┌─ Page text

Some excerpts from Stuart Carroll’s Martyrs and Murderers: The Guise Family and the Making of Europe (Oxford, 2009)
All empires eventually overreach themselves and self-destruct. The Franco-British empire had hardly been founded before the cracks began to appear caused by unrelenting royal fiscal pressure and the disruption of trade. In Rouen, the hub of the new empire, peasants in the surrounding region were fleeing their homes to escape the new impositions ordered in the wake of the constable’s [Montmorency] defeat. [Montmorency failed to relieve St. Quentin in 1557 and was captured by Imperial forces; Francois, duc de Guise, brilliantly took the city as well as Calais in 1558, setting the stage for a treaty and for pressing the interests of the Guise with King Henri II.] It was at sea that the French could not compete. They were no match for the combined Anglo-Spanish navy…. But it was religion that would end the dreams of a Franco-British empire, and it was at the heart of this project that the Reformation rebellion would strike first…. In France, traditional politics, based on the struggle among rival factions, was about to be overturned by a new politics shaped by conflicting religious ideologies.
and
The death of Mary Tudor in November had already removed one of the main stumbling blocks to peace, namely Calais. The Treaty of Cateau-Cambresis, signed on 2 April between France and England and on the following day between France and Spain, was one of the most controversial in European history. It established the legal and political framework of Western European affairs and marked the beginnings of nearly a century of Spanish preponderance on the continent. Italy was abandoned by the French, who kept Calais and the three bishoprics of Metz, Toul, and Verdun. the veterans of Italy in particular were furious at what they considered a dishonorable peace. According to them, the king had ceded lands that cost 40 million crowns and 100,000 lives to win. Guise [Francois] became a spokesman for their discontent. The princes too felt that they had been sold out. Neither the King of Navarre nor the Duke of Bouillion gained compensation for the loss of their lands in the Treaty. Guise had made it clear that peace was an affront to his honor, for which he got widespread sympathy at court. He became the focus for those dissatisfied with the partisan rule of the man they snobbishly referred to as the ‘little baron from the Ile de France’ [i.e. Montmorency].
And then Henry II decided to joust just one more time.

└─

▶ [Assigned task]:
Answer these questions from the excerpts on the Guise family:
1. Which city does the text call the hub of the new Franco-British empire?
2. On what date was the Treaty of Cateau-Cambresis signed between France and England?
3. Which three bishoprics did the French keep under that treaty?

┌─ Excerpted data

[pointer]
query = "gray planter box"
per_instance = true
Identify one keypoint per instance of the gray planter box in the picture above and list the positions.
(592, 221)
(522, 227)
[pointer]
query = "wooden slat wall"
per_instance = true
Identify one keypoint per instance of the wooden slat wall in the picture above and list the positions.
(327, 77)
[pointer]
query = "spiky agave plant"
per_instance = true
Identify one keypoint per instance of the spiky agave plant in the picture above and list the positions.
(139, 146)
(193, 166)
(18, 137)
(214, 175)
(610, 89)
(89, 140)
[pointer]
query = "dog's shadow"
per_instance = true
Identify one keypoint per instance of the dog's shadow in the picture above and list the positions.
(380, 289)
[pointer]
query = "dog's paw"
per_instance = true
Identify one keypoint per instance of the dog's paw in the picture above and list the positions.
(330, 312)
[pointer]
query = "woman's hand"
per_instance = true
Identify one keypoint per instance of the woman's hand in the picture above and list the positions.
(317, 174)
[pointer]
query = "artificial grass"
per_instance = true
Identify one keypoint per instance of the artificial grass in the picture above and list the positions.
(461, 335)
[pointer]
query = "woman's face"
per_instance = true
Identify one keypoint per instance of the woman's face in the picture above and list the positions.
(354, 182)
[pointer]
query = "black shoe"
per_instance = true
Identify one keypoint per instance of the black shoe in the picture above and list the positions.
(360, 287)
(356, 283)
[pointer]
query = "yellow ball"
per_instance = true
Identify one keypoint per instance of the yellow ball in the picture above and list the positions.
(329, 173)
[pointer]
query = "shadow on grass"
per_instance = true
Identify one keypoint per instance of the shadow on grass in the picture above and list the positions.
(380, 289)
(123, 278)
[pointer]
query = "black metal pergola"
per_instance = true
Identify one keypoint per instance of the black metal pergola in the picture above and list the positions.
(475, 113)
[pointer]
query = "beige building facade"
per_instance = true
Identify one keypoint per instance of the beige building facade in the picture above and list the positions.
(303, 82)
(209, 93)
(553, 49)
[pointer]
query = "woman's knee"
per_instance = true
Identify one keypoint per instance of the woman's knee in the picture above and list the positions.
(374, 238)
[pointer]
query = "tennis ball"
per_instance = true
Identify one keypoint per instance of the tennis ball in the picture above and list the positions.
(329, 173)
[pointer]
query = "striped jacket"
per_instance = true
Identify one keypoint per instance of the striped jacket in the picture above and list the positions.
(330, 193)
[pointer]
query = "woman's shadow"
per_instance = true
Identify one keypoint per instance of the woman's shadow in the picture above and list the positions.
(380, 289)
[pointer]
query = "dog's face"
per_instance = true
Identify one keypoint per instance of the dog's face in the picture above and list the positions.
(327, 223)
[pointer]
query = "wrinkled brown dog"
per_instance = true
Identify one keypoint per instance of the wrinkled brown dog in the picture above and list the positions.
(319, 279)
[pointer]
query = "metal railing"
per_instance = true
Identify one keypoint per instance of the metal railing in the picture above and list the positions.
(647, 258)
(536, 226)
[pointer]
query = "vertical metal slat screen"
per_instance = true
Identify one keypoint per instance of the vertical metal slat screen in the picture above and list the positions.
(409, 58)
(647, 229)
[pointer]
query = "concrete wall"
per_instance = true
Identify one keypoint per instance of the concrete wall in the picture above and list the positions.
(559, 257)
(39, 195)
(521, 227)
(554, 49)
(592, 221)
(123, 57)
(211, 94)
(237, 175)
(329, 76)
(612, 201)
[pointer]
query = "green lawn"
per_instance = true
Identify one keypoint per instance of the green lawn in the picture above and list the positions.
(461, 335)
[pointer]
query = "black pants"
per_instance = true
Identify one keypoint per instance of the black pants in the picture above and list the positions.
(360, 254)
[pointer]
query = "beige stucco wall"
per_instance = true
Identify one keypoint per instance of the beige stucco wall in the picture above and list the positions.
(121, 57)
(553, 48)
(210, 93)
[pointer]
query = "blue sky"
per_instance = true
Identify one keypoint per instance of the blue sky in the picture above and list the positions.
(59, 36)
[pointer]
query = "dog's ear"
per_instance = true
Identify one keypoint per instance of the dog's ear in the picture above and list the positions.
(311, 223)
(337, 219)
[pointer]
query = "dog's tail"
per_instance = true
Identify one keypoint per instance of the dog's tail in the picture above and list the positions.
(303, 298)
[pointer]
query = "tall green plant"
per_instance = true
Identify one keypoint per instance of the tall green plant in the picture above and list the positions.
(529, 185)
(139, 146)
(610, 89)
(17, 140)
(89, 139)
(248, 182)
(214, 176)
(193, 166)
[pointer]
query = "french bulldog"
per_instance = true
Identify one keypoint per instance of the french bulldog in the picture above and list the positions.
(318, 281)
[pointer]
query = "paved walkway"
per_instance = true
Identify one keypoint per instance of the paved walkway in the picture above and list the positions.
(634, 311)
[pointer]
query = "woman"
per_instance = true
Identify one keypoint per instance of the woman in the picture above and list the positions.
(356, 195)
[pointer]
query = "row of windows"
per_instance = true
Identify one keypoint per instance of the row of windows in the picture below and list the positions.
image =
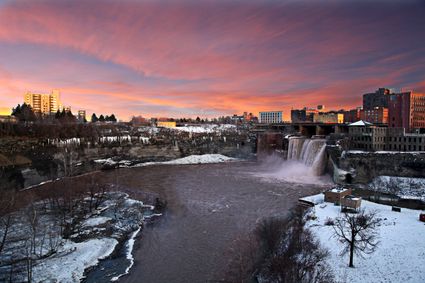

└─

▶ [Output of the task]:
1. Rouen
2. 2 April
3. Metz, Toul, and Verdun